:: Working data ::

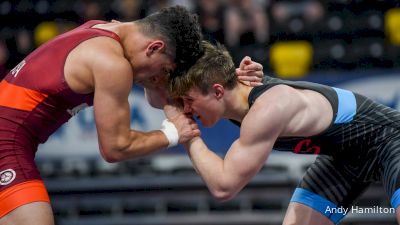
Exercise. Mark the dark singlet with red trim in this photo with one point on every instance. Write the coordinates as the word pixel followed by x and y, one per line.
pixel 35 99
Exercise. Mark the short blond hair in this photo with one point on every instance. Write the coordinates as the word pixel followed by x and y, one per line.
pixel 215 66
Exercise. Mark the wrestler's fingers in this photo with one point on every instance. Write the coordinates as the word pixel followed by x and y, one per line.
pixel 253 78
pixel 245 61
pixel 253 66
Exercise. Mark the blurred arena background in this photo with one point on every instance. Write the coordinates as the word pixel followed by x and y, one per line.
pixel 349 44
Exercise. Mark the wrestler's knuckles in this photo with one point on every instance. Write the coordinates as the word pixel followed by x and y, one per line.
pixel 184 127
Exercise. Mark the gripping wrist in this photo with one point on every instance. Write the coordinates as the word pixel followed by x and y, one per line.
pixel 170 131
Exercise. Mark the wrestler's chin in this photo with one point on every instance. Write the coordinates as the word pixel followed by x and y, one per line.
pixel 207 123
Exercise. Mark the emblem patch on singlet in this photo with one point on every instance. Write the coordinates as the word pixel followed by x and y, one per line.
pixel 7 176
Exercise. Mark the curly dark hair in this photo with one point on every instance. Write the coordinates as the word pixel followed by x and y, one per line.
pixel 182 33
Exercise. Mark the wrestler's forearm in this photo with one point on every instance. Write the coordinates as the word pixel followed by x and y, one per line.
pixel 211 168
pixel 139 144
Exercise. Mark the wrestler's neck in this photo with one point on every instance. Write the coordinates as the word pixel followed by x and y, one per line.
pixel 236 102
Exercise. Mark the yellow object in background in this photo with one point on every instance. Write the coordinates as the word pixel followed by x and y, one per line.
pixel 392 26
pixel 291 59
pixel 45 31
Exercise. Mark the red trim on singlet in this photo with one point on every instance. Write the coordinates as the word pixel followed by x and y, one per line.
pixel 22 194
pixel 17 97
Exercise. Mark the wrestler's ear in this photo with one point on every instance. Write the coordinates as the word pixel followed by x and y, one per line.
pixel 154 46
pixel 218 91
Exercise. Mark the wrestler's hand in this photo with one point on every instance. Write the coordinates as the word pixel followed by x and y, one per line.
pixel 186 126
pixel 249 72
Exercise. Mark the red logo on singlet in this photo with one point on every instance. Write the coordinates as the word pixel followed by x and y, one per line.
pixel 303 146
pixel 7 176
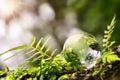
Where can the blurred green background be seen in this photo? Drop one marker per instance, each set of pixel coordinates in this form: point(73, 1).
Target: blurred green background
point(93, 15)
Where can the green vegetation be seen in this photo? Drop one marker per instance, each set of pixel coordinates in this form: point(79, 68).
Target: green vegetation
point(44, 66)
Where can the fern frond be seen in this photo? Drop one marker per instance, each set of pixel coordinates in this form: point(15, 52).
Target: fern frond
point(107, 36)
point(109, 57)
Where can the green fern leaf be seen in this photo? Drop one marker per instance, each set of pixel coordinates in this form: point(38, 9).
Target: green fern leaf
point(107, 36)
point(109, 57)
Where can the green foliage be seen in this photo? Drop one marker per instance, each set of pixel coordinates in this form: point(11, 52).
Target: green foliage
point(43, 66)
point(109, 57)
point(107, 36)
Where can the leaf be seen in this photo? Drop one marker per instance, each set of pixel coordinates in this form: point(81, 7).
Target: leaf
point(109, 57)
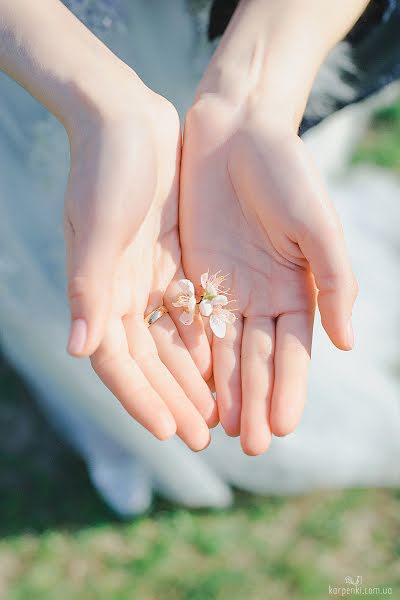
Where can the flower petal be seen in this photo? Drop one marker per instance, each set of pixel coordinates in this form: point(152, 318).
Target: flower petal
point(186, 286)
point(191, 304)
point(205, 307)
point(211, 290)
point(203, 280)
point(220, 299)
point(218, 326)
point(186, 318)
point(228, 316)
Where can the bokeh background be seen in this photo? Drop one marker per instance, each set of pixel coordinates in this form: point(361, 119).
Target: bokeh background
point(59, 541)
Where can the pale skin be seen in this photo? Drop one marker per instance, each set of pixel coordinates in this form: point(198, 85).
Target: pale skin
point(253, 205)
point(277, 237)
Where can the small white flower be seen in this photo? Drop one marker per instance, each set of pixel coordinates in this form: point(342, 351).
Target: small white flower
point(220, 318)
point(206, 306)
point(186, 301)
point(212, 304)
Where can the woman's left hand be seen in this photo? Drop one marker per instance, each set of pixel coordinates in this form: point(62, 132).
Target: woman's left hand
point(253, 206)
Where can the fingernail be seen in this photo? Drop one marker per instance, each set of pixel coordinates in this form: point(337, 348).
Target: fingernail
point(77, 338)
point(350, 334)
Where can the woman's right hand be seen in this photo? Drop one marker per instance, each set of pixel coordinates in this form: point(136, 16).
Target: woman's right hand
point(123, 259)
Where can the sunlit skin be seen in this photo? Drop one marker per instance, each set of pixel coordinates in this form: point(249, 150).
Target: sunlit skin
point(129, 265)
point(241, 214)
point(251, 205)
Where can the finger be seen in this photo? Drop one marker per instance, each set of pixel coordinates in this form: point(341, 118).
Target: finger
point(193, 336)
point(325, 249)
point(123, 377)
point(226, 367)
point(292, 359)
point(190, 425)
point(257, 365)
point(175, 356)
point(91, 258)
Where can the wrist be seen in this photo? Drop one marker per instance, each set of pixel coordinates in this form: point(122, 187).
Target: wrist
point(270, 54)
point(92, 99)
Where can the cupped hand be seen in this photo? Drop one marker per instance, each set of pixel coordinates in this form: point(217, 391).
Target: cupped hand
point(123, 261)
point(253, 206)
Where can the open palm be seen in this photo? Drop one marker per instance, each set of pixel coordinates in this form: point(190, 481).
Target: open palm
point(124, 261)
point(253, 206)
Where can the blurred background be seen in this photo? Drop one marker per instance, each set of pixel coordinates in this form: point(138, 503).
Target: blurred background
point(60, 541)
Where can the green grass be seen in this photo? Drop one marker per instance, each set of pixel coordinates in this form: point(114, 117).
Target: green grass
point(381, 143)
point(58, 541)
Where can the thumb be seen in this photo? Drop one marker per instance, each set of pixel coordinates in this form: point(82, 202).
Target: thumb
point(325, 249)
point(91, 259)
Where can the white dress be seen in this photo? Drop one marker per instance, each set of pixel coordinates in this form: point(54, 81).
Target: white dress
point(349, 434)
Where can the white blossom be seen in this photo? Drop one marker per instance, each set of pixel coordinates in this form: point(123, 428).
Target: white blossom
point(186, 301)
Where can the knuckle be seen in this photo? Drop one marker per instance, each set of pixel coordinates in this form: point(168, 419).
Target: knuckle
point(77, 287)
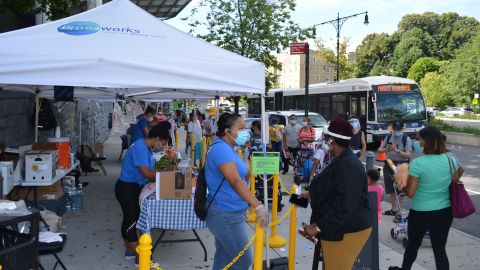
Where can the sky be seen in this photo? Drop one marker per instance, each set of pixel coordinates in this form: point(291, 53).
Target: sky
point(384, 15)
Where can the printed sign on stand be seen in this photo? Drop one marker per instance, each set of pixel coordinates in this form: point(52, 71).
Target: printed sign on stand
point(268, 164)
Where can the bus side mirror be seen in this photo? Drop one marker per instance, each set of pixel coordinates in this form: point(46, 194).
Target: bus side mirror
point(373, 97)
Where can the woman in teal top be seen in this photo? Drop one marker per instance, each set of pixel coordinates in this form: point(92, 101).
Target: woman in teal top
point(429, 187)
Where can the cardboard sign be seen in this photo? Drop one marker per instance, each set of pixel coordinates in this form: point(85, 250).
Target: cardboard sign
point(268, 164)
point(298, 48)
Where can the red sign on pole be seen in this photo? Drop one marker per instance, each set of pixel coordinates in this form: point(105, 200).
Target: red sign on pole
point(298, 48)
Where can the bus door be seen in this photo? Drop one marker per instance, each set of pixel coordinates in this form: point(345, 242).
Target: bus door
point(358, 107)
point(279, 101)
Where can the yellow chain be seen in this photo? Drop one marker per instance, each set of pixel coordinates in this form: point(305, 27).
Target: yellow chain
point(261, 178)
point(155, 266)
point(282, 218)
point(240, 254)
point(285, 189)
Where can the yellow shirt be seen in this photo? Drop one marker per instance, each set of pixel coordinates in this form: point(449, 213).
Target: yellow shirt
point(275, 133)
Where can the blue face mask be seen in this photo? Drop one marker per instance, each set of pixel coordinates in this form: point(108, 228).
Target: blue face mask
point(242, 137)
point(396, 133)
point(417, 147)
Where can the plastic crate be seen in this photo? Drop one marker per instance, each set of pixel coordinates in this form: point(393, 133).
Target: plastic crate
point(19, 251)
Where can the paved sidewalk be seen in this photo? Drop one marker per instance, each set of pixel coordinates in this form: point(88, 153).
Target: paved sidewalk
point(94, 240)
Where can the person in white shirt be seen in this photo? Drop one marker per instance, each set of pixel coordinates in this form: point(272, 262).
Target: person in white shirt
point(196, 130)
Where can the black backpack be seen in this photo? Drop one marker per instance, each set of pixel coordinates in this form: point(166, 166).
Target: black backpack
point(404, 140)
point(200, 199)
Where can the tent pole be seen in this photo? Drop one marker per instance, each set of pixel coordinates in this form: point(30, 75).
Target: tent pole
point(37, 111)
point(265, 138)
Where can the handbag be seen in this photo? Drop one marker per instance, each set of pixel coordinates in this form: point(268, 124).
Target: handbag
point(462, 205)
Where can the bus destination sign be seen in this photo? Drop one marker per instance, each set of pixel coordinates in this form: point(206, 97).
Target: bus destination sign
point(394, 88)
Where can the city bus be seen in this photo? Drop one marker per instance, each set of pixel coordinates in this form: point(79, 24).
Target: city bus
point(376, 101)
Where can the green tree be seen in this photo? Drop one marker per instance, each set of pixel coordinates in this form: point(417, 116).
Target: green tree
point(436, 90)
point(422, 66)
point(253, 28)
point(450, 31)
point(464, 72)
point(373, 54)
point(54, 9)
point(414, 43)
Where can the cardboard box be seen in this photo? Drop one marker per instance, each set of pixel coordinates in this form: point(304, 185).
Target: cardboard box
point(97, 149)
point(176, 184)
point(53, 192)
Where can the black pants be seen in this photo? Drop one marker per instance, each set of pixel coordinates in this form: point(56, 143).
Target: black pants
point(293, 152)
point(438, 223)
point(277, 147)
point(127, 195)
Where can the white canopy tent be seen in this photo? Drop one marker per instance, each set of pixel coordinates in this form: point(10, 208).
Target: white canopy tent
point(119, 45)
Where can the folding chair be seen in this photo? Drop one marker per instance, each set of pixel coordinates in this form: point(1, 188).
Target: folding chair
point(51, 248)
point(124, 145)
point(98, 160)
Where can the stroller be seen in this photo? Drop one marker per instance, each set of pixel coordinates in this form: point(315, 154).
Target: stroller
point(259, 190)
point(303, 165)
point(400, 228)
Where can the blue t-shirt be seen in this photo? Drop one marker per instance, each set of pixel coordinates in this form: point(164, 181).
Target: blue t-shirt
point(226, 199)
point(138, 154)
point(137, 130)
point(433, 191)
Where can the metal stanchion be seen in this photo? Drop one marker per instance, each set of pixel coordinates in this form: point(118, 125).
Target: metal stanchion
point(192, 147)
point(144, 251)
point(258, 248)
point(204, 150)
point(176, 139)
point(293, 234)
point(251, 216)
point(275, 240)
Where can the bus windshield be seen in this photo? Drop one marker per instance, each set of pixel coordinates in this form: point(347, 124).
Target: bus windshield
point(316, 120)
point(406, 105)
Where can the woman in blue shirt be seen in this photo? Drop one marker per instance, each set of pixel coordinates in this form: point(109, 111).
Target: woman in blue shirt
point(226, 172)
point(429, 187)
point(137, 168)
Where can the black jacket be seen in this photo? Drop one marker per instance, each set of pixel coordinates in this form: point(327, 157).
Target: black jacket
point(339, 198)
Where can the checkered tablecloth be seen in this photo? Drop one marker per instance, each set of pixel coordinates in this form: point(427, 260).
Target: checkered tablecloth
point(168, 215)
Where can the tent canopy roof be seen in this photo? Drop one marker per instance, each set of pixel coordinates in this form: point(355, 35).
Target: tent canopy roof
point(120, 45)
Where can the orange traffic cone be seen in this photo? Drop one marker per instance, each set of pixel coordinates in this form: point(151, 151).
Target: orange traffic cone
point(381, 156)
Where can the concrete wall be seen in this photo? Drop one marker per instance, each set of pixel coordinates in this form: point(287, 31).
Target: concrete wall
point(16, 108)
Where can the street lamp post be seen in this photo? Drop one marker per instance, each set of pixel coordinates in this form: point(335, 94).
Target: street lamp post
point(338, 23)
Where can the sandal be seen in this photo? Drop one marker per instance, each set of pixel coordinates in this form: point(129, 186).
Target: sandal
point(390, 212)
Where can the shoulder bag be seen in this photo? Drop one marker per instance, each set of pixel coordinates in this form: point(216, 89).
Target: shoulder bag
point(462, 205)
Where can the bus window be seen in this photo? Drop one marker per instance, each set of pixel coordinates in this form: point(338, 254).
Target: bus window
point(324, 106)
point(371, 107)
point(353, 105)
point(288, 103)
point(338, 106)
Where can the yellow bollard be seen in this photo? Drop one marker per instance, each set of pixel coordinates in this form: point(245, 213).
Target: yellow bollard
point(144, 251)
point(240, 153)
point(251, 216)
point(293, 234)
point(192, 148)
point(176, 139)
point(258, 248)
point(204, 150)
point(275, 241)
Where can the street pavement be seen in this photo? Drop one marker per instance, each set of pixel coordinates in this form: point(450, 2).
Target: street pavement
point(94, 240)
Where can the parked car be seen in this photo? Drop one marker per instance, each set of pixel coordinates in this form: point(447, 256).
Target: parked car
point(432, 110)
point(454, 111)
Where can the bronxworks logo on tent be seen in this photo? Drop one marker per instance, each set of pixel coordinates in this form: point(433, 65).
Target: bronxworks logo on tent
point(81, 28)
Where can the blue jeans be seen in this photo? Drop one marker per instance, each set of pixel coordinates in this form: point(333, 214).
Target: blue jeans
point(231, 236)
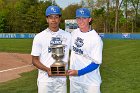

:::

▶ [Instructions to follow] Among the lines above, find the one with "Target: metal stanchion" and the one with "Where can the woman in blue". Quote both and everything between them, exactly.

▶ [Exercise result]
Target: metal stanchion
point(192, 147)
point(144, 251)
point(258, 248)
point(204, 150)
point(176, 139)
point(293, 234)
point(251, 216)
point(275, 240)
Where can the bus windshield be seen in this photo? Drop one marker per instance, each set of pixel coordinates in this form: point(347, 124).
Target: bus windshield
point(316, 120)
point(406, 105)
Where can the woman in blue shirt be seen in this photo? Drop one marker per instance, each set of pixel coordinates in this form: point(109, 111).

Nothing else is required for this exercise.